What this exercise asks >>
(A) In the NER excerpt below, which weights of the model checkpoint went unused when BertForTokenClassification was initialized?
(B) Please carry on the NER excerpt below from the point at which it ends.

Document passage >>
-- Opening Marker --

Some weights of the model checkpoint at dbmdz/bert-large-cased-finetuned-conll03-english were not used when initializing BertForTokenClassification: ['bert.pooler.dense.bias', 'bert.pooler.dense.weight']
- This IS expected if you are initializing BertForTokenClassification from the checkpoint of a model trained on another task or with another architecture (e.g. initializing a BertForSequenceClassification model from a BertForPreTraining model).
- This IS NOT expected if you are initializing BertForTokenClassification from the checkpoint of a model that you expect to be exactly identical (initializing a BertForSequenceClassification model from a BertForSequenceClassification model).


In [6]:
print(f"NER: {result}")

NER: [{'entity_group': 'ORG', 'score': 0.9992366, 'word': 'Apple', 'start': 0, 'end': 5}, {'entity_group': 'LOC', 'score': 0.99951744, 'word': 'San Francisco', 'start': 40, 'end': 53}]


The model correctly identifies "Apple" as an organization (ORG) and "San Francisco" as a location (LOC), both with high confidence.

-- Closing Marker --

Dataset extract >>
-- Opening Marker --

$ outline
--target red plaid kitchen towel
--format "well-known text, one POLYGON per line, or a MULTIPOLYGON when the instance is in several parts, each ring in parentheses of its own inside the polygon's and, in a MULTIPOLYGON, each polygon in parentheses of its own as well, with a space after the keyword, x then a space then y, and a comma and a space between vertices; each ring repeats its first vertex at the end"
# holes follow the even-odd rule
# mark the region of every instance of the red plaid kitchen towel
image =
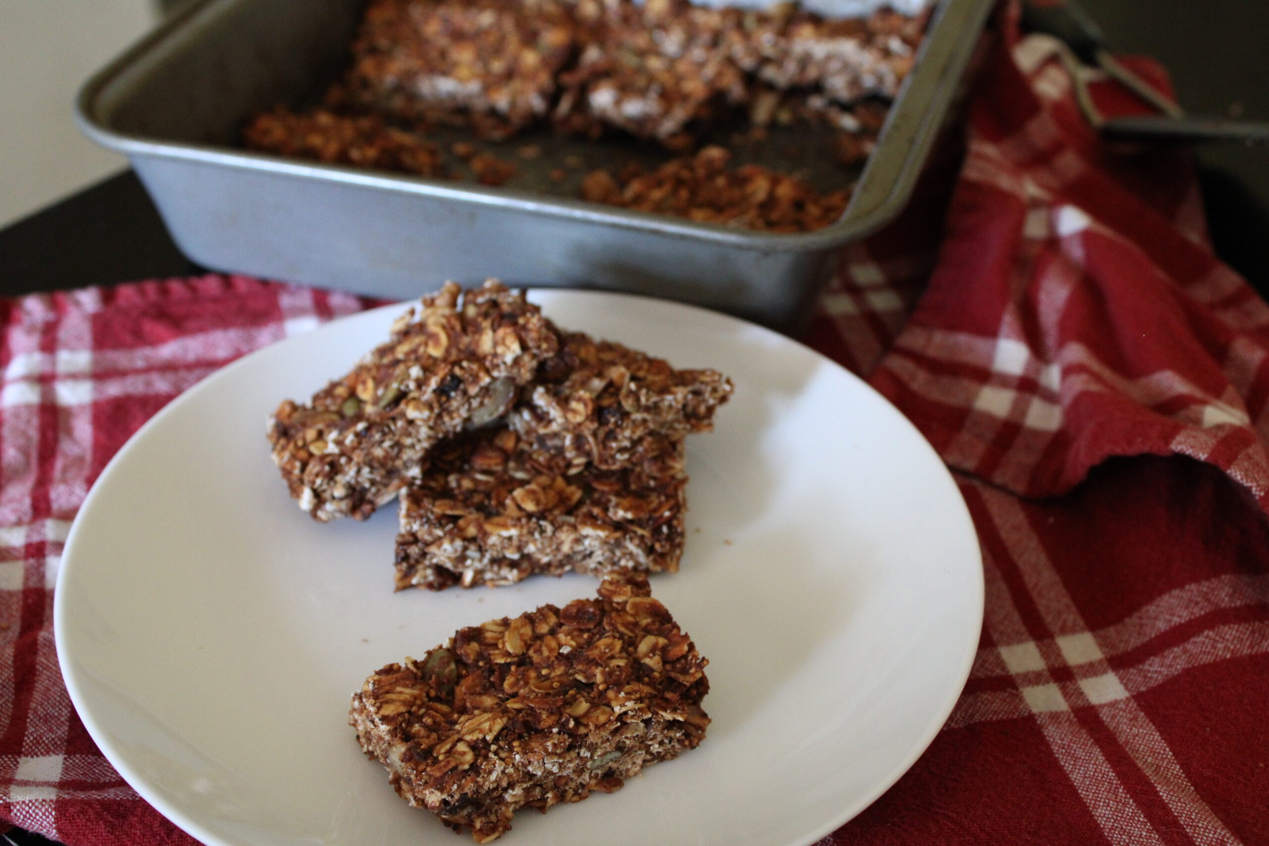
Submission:
MULTIPOLYGON (((915 203, 846 251, 813 332, 962 472, 987 582, 948 726, 825 842, 1269 843, 1269 311, 1212 256, 1184 160, 1100 146, 1053 42, 1000 23, 942 250, 942 204, 915 203)), ((164 403, 367 304, 222 277, 0 302, 4 818, 189 842, 70 706, 62 540, 164 403)))

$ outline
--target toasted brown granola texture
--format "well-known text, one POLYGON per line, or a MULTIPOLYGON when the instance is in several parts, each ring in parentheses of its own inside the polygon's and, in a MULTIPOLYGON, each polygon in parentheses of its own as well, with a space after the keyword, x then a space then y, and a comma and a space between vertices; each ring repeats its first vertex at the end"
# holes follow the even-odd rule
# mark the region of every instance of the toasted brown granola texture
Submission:
POLYGON ((256 115, 242 131, 250 150, 332 165, 444 176, 437 145, 385 123, 374 114, 349 115, 316 109, 296 113, 278 107, 256 115))
POLYGON ((897 95, 925 28, 923 16, 890 9, 825 19, 792 4, 751 14, 746 23, 749 37, 732 49, 740 67, 775 88, 815 88, 838 103, 897 95))
POLYGON ((348 90, 397 119, 505 138, 547 115, 575 38, 557 0, 373 0, 348 90))
POLYGON ((681 438, 650 435, 608 471, 534 453, 508 429, 445 441, 401 493, 396 587, 675 572, 687 482, 681 438))
POLYGON ((584 332, 567 332, 508 416, 523 449, 543 462, 562 458, 577 472, 628 467, 645 438, 713 429, 731 396, 717 370, 676 370, 665 359, 584 332))
POLYGON ((612 791, 695 748, 709 718, 700 656, 647 578, 459 629, 353 694, 349 723, 411 805, 487 843, 516 809, 612 791))
POLYGON ((316 520, 365 519, 419 478, 437 441, 505 413, 557 350, 556 330, 523 292, 447 283, 346 375, 278 407, 273 460, 316 520))
POLYGON ((561 75, 558 131, 598 137, 605 127, 684 147, 745 101, 747 81, 730 56, 741 13, 687 0, 580 0, 586 44, 561 75))
POLYGON ((810 232, 836 222, 850 190, 820 194, 796 176, 760 165, 731 167, 723 147, 669 161, 650 174, 595 170, 581 184, 584 199, 640 212, 687 217, 766 232, 810 232))

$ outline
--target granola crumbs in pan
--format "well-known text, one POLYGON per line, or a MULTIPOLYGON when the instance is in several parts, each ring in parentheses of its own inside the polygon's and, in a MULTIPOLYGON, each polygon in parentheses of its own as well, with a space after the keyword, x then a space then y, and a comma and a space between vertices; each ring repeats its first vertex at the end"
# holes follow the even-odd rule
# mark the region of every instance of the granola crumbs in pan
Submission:
POLYGON ((717 370, 676 370, 665 359, 566 332, 508 422, 542 462, 562 459, 571 472, 586 464, 622 469, 650 435, 674 440, 713 429, 731 392, 731 379, 717 370))
POLYGON ((643 438, 621 468, 577 468, 508 429, 433 449, 401 493, 396 587, 510 585, 532 575, 675 572, 683 439, 643 438))
POLYGON ((849 189, 820 194, 796 176, 759 165, 731 167, 723 147, 706 147, 619 181, 607 170, 582 180, 582 198, 640 212, 687 217, 702 223, 766 232, 810 232, 834 223, 850 200, 849 189))
POLYGON ((278 407, 273 460, 313 519, 365 519, 418 478, 437 441, 505 413, 557 350, 556 330, 524 292, 445 283, 346 375, 278 407))

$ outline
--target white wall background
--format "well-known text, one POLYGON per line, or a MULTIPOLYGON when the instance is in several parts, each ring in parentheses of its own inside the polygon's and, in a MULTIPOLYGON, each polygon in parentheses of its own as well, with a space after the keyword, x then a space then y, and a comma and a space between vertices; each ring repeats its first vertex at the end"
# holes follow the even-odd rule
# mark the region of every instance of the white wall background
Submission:
POLYGON ((0 227, 124 167, 71 103, 156 19, 154 0, 0 0, 0 227))

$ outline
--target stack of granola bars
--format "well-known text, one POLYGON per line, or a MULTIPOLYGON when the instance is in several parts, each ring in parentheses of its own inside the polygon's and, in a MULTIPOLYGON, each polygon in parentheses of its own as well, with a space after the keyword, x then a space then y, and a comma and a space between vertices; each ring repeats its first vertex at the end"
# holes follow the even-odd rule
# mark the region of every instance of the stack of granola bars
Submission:
MULTIPOLYGON (((258 114, 244 142, 433 179, 471 171, 500 185, 515 176, 513 162, 487 151, 448 159, 437 129, 494 142, 529 131, 633 140, 679 157, 638 179, 595 170, 584 199, 811 231, 840 217, 848 189, 821 195, 794 174, 732 166, 709 145, 761 142, 772 124, 819 124, 836 133, 834 157, 857 166, 877 137, 877 110, 884 114, 911 71, 924 23, 888 9, 834 20, 794 3, 742 10, 689 0, 372 0, 349 67, 322 104, 258 114), (700 147, 709 155, 693 159, 700 147), (608 185, 614 190, 596 190, 608 185)), ((565 178, 560 170, 552 179, 565 178)))
POLYGON ((398 590, 674 572, 683 440, 730 394, 714 370, 561 331, 523 292, 449 283, 345 377, 283 402, 269 440, 317 520, 400 497, 398 590))
POLYGON ((603 577, 599 597, 459 629, 372 674, 349 723, 392 786, 486 843, 516 809, 613 791, 695 748, 708 663, 647 573, 683 553, 683 440, 731 394, 453 283, 307 403, 269 420, 273 459, 319 521, 401 500, 396 587, 603 577))

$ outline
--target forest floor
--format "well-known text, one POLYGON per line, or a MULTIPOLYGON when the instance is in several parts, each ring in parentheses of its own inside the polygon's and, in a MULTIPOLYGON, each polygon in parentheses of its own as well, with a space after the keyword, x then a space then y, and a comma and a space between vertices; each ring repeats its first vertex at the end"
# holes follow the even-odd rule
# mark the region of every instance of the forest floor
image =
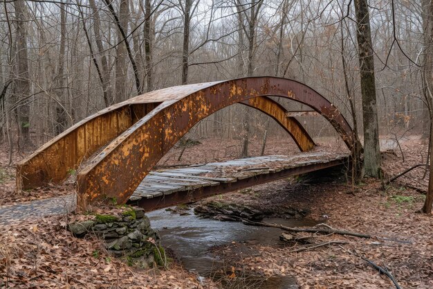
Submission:
MULTIPOLYGON (((187 148, 180 161, 177 159, 181 150, 172 150, 158 165, 232 159, 239 155, 239 143, 233 141, 232 144, 227 144, 225 141, 223 148, 218 144, 220 142, 206 139, 201 145, 187 148)), ((322 145, 320 150, 328 151, 331 148, 341 152, 344 148, 342 143, 327 140, 319 144, 322 145)), ((297 150, 293 143, 275 140, 268 141, 266 148, 266 155, 293 155, 297 150)), ((257 155, 259 150, 259 144, 252 144, 252 155, 257 155)), ((53 186, 49 190, 16 195, 15 170, 6 166, 5 151, 0 153, 0 204, 10 205, 73 191, 70 185, 53 186)), ((412 138, 402 143, 402 151, 405 162, 398 150, 396 155, 385 154, 383 167, 388 175, 425 161, 427 144, 412 138)), ((15 155, 14 161, 20 157, 15 155)), ((214 248, 213 254, 224 258, 234 268, 266 277, 295 276, 302 288, 393 287, 386 276, 379 274, 356 254, 387 268, 403 288, 433 288, 433 218, 417 212, 425 196, 407 186, 425 190, 428 175, 423 177, 423 170, 418 168, 385 189, 380 182, 371 179, 354 187, 342 182, 305 184, 295 184, 293 179, 281 180, 212 197, 199 203, 217 200, 259 209, 275 208, 275 211, 288 207, 308 209, 310 218, 326 222, 334 228, 375 236, 370 239, 335 234, 317 236, 315 239, 317 241, 338 240, 347 243, 297 252, 294 251, 298 245, 242 244, 259 252, 246 257, 233 253, 240 245, 238 243, 214 248)), ((6 282, 10 288, 219 287, 211 280, 201 283, 196 274, 186 272, 176 262, 168 270, 144 271, 129 267, 111 257, 98 240, 72 237, 65 229, 71 218, 77 217, 64 214, 32 218, 13 225, 0 224, 0 287, 6 282)), ((279 236, 269 238, 278 238, 279 236)))

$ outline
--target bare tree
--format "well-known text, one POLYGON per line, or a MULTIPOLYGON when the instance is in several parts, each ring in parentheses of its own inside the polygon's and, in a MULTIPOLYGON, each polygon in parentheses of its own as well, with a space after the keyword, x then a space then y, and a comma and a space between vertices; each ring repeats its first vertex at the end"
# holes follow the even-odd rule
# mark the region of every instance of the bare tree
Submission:
POLYGON ((27 28, 26 1, 17 0, 14 3, 15 15, 17 18, 17 68, 15 79, 15 91, 19 101, 17 112, 18 115, 18 123, 19 124, 20 138, 21 143, 25 146, 32 145, 30 137, 30 105, 26 98, 30 94, 30 75, 28 71, 28 57, 27 53, 27 28))
POLYGON ((380 175, 379 127, 369 7, 367 0, 354 0, 354 3, 358 22, 356 37, 362 96, 364 170, 367 175, 379 177, 380 175))

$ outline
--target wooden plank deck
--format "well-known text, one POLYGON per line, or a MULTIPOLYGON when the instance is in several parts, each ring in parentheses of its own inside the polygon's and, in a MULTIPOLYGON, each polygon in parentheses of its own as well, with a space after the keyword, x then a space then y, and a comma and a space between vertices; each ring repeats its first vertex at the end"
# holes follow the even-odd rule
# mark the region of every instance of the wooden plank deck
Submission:
POLYGON ((348 157, 347 155, 326 152, 268 155, 151 171, 131 196, 129 203, 148 209, 158 209, 240 189, 246 184, 253 186, 340 165, 347 161, 348 157), (194 193, 199 195, 194 196, 194 193))

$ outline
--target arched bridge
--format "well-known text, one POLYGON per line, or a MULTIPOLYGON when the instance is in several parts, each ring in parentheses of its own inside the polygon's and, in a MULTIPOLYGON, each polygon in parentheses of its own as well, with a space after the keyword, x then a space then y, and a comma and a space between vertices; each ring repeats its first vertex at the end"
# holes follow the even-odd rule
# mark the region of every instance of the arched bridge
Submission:
MULTIPOLYGON (((61 183, 71 170, 77 169, 83 160, 104 148, 78 173, 78 204, 84 208, 107 198, 125 203, 192 126, 234 103, 272 117, 301 151, 313 148, 314 142, 301 124, 269 96, 308 105, 329 121, 349 149, 353 146, 352 130, 337 108, 313 89, 295 80, 255 77, 188 85, 136 96, 77 123, 17 164, 17 188, 61 183)), ((329 162, 332 161, 335 159, 329 162)))

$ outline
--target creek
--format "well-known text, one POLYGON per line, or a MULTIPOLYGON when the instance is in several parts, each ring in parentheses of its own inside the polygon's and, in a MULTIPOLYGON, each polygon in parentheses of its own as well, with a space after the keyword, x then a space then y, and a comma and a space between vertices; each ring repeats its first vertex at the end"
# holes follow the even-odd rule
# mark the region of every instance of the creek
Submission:
MULTIPOLYGON (((282 231, 277 228, 247 226, 240 222, 221 222, 203 218, 189 209, 179 213, 161 209, 148 213, 151 226, 158 231, 163 246, 170 250, 183 268, 196 273, 199 279, 203 277, 221 281, 225 288, 297 288, 293 276, 275 275, 266 278, 252 272, 243 272, 241 278, 236 281, 226 278, 230 268, 234 265, 230 261, 215 254, 212 248, 217 246, 237 244, 233 254, 242 257, 259 256, 259 252, 248 245, 260 244, 278 248, 284 245, 279 240, 282 231), (228 272, 227 273, 224 272, 228 272)), ((264 222, 275 222, 287 227, 311 227, 317 224, 312 220, 264 219, 264 222)))

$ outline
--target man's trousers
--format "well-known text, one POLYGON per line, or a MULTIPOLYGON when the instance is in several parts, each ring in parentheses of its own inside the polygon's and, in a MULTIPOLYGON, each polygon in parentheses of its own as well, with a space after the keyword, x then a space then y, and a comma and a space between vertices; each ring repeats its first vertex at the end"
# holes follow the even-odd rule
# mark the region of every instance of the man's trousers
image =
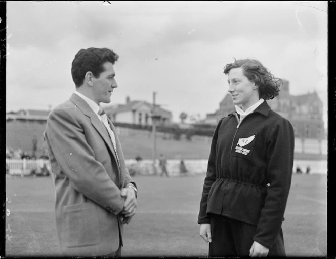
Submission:
MULTIPOLYGON (((212 243, 209 257, 248 256, 257 227, 223 216, 211 214, 212 243)), ((268 256, 285 256, 282 230, 269 249, 268 256)))

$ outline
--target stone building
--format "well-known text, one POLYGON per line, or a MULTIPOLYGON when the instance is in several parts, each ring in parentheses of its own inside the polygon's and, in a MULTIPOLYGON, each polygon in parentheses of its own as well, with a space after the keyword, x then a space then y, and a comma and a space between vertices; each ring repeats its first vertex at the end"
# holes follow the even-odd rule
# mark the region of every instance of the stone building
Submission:
MULTIPOLYGON (((296 137, 321 139, 324 136, 322 101, 316 92, 301 95, 289 94, 289 82, 283 80, 279 95, 268 100, 271 108, 287 119, 294 128, 296 137)), ((224 116, 234 112, 235 106, 229 94, 219 104, 219 109, 206 115, 205 123, 217 124, 224 116)))
MULTIPOLYGON (((112 122, 151 125, 153 104, 145 101, 131 101, 126 98, 124 104, 116 104, 104 108, 105 113, 112 122)), ((155 115, 158 116, 158 124, 168 125, 172 123, 173 115, 171 112, 156 104, 155 115)))

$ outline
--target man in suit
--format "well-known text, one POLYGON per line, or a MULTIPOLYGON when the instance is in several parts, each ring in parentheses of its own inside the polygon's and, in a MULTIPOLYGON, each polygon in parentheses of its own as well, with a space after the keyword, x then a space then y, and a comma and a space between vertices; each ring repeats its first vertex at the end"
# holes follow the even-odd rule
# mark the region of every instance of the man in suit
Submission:
POLYGON ((111 101, 117 87, 113 65, 118 58, 105 48, 81 49, 72 64, 75 91, 47 119, 44 136, 64 255, 120 256, 123 224, 136 212, 136 184, 99 106, 111 101))

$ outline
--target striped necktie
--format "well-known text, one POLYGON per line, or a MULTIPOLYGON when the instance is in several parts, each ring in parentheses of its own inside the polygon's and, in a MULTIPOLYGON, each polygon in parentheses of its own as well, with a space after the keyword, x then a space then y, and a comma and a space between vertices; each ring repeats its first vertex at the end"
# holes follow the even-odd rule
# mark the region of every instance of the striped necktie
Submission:
POLYGON ((105 126, 105 128, 106 128, 107 131, 108 132, 108 134, 110 135, 110 138, 111 138, 112 143, 113 144, 114 151, 115 151, 115 155, 117 157, 117 160, 118 160, 118 165, 120 166, 119 157, 118 157, 118 153, 117 152, 117 145, 116 141, 115 141, 115 136, 114 135, 114 133, 112 131, 112 129, 111 129, 111 127, 110 127, 110 125, 108 124, 108 122, 107 121, 107 116, 106 115, 106 114, 105 113, 104 110, 101 108, 99 109, 98 115, 100 116, 100 118, 102 118, 102 122, 103 123, 103 124, 104 124, 104 126, 105 126))

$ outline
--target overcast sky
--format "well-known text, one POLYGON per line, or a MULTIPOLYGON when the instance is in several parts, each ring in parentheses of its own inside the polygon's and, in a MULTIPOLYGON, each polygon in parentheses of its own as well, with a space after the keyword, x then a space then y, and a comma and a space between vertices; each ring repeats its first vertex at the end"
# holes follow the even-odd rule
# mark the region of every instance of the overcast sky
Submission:
POLYGON ((316 91, 327 126, 327 2, 8 2, 7 110, 48 109, 75 86, 81 48, 120 56, 111 104, 152 101, 205 118, 227 93, 223 68, 259 59, 289 81, 294 95, 316 91))

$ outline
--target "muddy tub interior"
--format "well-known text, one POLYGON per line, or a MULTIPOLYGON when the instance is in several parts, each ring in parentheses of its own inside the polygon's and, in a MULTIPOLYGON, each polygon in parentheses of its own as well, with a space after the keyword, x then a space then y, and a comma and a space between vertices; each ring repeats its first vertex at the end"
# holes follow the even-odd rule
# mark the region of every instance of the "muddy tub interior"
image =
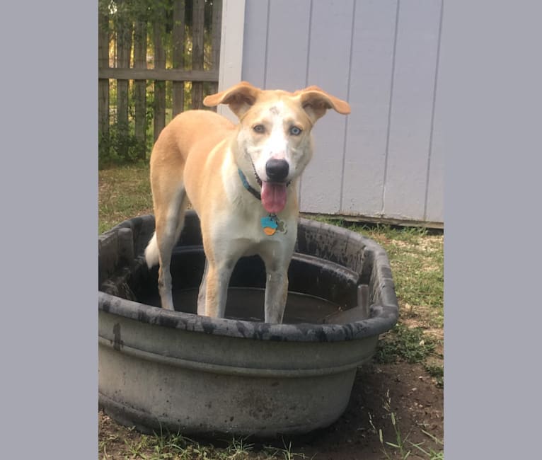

-- Closing Marker --

Answers by item number >>
(A) 'bert.pooler.dense.bias' and 'bert.pooler.dense.weight'

(B)
---

## 3. Question Answering

We can use the `question-answering` pipeline to extract answers from a given context based on a question.

In [7]:
# Create a question-answering pipeline
qa_pipeline = pipeline("question-answering", model='distilbert-base-cased-distilled-squad')

# Provide a question and context
result = qa_pipeline({
    'question': "Where is Hugging Face based?",
    'context': "Hugging Face is based in New York City."
})

config.json:   0%|          | 0.00/473 [00:00<?, ?B/s]

To support symlinks on Windows, you either need to activate Developer Mode or to run Python as an administrator. In order to see activate developer mode, see this article: https://docs.microsoft.com/en-us/windows/apps/get-started/enable-your-device-for-development


model.safetensors:   0%|          | 0.00/261M [00:00<?, ?B/s]

tokenizer_config.json:   0%|          | 0.00/49.0 [00:00<?, ?B/s]

vocab.txt:   0%|          | 0.00/213k [00:00<?, ?B/s]

tokenizer.json:   0%|          | 0.00/436k [00:00<?, ?B/s]

In [8]:
print(f"Question Answering: {result}")

Question Answering: {'score': 0.9694607853889465, 'start': 25, 'end': 38, 'answer': 'New York City'}


The model accurately identifies "New York City" as the answer with a confidence score of 0.969.

---

## 4. Text Generation

The `text-generation` pipeline can generate text based on a given prompt. By default, it uses the GPT-2 model if no other model is specified.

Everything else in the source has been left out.